-- START SELECTED TEXT --

Additionally, the values of (1/3)(β/α), as presented in Table 5, represents the ratio of micropore and macropore adsorption ($M_i/M_a$) at equilibrium (M_t/M_∞ = 1.0), and small values of (1/3)(β/α) indicate negligible micropore adsorption while, for large values, the macropore adsorption is negligible [31]. Thus, the ratio of micropore and macropore adsorption ($M_i/M_a$) at adsorption equilibrium are obtained for each pressure step using the equation:

$$\frac{M_i}{M_a}=\frac{\beta }{3\alpha }$$

(12)

where $M_i$ is the methane adsorption amount in micropores at equilibrium, $M_a$ is the methane adsorption in macropores at equilibrium, and the values of β/α are obtained by fitting the bidisperse model to adsorption rate data. Figure 11b illustrated the positive correlation between pressures and the ratios of micropore and macropore adsorption for shale samples, reflecting the relative importance of micropore adsorption to total adsorption amount is increasing with increasing pressures. In other words, the adsorption sites in macropores are already, or almost, full at lower pressure steps, so less methane adsorption in macropores can occur at higher pressure steps. Therefore, the inflection points of adsorption rate behavior curves not being evident at higher pressure steps was attributed to two reasons: (1) the methane adsorption rate behaviors in these shale samples throughout the adsorption process is both macro- and micropore diffusion controlling, and the relative influencing of micropore diffusion on adsorption rate increased; and (2) the relative importance of micropore adsorption to total adsorption increased with increasing pressure steps. Additionally, previous studies [3,16] also have shown that the relative proportion of macro- and micropores have a significant effect on gas adsorption rate behavior, which may be the reason why the adsorption rate behavior curves of samples YY2-2, CY1-1, and CY1-2 at medium and high pressure steps are much steeper than that of sample YY2-1 at medium and high pressure steps (Figure 5). However, the specific reasons still need to be proved by other data.

-- END SELECTED TEXT --

GIVEN INSTRUCTION A »
Count the lines of the entries that contain the string "hazy", treating uppercase and lowercase as different, and give only the number.

-- START STORED ROWS --

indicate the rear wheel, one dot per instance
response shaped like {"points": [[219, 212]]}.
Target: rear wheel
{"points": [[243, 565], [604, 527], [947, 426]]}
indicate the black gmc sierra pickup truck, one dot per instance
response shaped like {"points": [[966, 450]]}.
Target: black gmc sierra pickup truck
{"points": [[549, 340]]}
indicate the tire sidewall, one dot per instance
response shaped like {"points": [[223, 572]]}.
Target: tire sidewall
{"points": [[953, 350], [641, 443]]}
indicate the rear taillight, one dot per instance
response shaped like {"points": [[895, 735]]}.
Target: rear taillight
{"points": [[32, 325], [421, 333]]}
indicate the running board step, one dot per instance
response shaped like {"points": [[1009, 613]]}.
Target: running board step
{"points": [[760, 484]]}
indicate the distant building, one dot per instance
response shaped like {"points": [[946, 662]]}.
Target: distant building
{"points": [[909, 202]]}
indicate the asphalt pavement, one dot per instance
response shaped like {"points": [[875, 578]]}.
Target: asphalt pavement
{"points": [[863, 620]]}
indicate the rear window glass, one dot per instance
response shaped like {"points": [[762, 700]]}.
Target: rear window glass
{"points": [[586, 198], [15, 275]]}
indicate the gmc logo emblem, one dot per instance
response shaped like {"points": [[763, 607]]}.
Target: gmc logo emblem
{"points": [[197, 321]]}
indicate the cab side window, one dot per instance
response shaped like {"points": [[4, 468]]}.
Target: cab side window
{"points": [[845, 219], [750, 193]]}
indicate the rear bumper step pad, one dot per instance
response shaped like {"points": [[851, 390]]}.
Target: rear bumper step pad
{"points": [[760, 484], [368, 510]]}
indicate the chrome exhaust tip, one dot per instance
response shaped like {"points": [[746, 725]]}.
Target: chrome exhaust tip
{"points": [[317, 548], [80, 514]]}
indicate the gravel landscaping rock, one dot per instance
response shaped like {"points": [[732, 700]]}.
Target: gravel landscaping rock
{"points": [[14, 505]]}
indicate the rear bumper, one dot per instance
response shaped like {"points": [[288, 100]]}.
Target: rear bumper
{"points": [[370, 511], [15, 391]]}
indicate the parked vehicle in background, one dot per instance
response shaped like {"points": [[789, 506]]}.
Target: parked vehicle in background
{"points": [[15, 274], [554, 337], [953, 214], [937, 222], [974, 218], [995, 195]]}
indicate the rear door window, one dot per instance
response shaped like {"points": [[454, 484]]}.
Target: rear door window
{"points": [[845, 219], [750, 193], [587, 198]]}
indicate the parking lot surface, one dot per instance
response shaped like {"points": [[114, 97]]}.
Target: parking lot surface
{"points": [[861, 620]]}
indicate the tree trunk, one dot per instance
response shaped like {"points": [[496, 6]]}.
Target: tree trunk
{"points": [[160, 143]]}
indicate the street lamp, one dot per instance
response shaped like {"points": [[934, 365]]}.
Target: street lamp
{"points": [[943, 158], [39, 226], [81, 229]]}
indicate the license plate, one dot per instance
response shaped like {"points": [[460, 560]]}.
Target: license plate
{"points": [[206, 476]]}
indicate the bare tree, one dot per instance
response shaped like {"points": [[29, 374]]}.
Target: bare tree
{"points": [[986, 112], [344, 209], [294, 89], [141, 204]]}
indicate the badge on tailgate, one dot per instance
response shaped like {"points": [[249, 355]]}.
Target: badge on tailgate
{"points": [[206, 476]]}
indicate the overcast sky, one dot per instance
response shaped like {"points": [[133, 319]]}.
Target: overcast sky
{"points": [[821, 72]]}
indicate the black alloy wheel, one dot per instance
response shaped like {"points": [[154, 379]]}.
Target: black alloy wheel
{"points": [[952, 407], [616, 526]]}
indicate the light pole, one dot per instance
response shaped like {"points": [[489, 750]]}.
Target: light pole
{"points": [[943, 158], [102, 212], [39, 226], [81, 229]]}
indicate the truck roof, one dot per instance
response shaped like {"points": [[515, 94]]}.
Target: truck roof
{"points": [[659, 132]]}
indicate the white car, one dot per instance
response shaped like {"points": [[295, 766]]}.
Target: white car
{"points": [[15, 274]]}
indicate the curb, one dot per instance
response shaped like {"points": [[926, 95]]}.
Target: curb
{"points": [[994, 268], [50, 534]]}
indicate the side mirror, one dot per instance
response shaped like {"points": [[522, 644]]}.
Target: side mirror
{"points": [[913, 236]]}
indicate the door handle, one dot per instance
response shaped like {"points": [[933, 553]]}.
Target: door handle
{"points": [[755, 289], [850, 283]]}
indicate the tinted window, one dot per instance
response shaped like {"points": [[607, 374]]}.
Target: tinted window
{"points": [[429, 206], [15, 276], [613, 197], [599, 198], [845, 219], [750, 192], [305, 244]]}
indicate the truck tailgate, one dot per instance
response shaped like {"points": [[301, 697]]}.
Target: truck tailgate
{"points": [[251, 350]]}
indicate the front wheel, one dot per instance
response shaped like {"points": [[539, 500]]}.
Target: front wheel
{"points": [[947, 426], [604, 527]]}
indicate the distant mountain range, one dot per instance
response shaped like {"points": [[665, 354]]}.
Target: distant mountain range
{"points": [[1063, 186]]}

-- END STORED ROWS --
-- START STORED ROWS --

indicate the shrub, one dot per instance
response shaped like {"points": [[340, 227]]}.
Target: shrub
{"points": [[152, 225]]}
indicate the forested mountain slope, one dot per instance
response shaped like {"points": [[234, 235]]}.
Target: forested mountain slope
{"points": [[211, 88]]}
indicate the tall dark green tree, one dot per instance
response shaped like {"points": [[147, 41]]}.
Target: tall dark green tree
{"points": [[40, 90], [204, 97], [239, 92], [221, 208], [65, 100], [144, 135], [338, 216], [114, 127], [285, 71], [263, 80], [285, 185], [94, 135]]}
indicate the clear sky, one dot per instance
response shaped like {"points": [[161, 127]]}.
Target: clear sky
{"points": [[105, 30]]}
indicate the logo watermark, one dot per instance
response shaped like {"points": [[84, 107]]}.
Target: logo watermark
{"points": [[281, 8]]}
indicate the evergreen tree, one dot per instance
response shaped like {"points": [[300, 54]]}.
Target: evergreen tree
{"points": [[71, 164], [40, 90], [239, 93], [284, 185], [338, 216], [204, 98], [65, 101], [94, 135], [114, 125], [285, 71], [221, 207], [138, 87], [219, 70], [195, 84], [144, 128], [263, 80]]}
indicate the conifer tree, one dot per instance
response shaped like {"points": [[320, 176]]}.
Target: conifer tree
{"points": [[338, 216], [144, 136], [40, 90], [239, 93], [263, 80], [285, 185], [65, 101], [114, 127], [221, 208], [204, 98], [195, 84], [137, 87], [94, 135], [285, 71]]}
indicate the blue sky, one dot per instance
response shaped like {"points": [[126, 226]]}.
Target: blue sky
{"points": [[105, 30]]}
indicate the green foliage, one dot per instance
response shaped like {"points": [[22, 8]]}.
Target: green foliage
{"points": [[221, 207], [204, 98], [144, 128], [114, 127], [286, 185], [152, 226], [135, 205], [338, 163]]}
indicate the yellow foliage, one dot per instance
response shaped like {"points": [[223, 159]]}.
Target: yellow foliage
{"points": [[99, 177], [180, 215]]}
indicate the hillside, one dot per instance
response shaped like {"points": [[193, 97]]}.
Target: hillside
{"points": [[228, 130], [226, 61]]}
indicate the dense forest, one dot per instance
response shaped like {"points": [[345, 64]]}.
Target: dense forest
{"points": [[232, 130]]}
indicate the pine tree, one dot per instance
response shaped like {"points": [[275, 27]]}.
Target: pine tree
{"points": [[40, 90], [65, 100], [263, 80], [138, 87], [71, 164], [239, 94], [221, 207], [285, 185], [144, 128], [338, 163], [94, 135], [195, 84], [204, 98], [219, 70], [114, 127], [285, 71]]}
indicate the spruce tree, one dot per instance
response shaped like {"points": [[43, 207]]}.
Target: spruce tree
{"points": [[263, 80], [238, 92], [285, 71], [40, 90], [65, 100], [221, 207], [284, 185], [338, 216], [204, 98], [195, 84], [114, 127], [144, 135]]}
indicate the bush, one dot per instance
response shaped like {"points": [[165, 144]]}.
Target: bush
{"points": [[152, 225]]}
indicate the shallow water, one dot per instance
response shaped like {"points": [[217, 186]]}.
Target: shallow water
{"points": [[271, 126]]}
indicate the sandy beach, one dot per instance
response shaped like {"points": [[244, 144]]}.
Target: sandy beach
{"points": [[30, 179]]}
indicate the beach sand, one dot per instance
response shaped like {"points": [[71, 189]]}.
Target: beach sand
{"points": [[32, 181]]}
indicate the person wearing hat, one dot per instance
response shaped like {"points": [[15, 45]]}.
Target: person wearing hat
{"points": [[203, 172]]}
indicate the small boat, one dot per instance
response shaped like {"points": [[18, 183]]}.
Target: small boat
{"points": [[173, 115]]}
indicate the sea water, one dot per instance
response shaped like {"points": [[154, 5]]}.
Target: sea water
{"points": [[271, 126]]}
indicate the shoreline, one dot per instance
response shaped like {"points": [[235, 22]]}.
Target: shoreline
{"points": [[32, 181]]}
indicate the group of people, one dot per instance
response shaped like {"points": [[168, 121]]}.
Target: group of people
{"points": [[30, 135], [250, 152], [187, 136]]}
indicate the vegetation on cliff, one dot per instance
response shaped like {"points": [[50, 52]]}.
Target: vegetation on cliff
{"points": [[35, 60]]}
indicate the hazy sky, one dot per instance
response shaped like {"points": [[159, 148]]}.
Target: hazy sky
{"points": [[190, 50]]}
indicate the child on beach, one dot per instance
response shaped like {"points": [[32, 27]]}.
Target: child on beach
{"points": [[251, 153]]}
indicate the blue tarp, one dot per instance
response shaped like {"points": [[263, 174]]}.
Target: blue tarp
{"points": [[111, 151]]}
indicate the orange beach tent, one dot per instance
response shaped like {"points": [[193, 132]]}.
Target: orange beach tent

-- END STORED ROWS --

GIVEN INSTRUCTION B »
List every shale sample name that appears in the passage on methane adsorption in shale.

EXERCISE OUTPUT A »
2

EXERCISE OUTPUT B »
YY2-2, CY1-1, CY1-2, YY2-1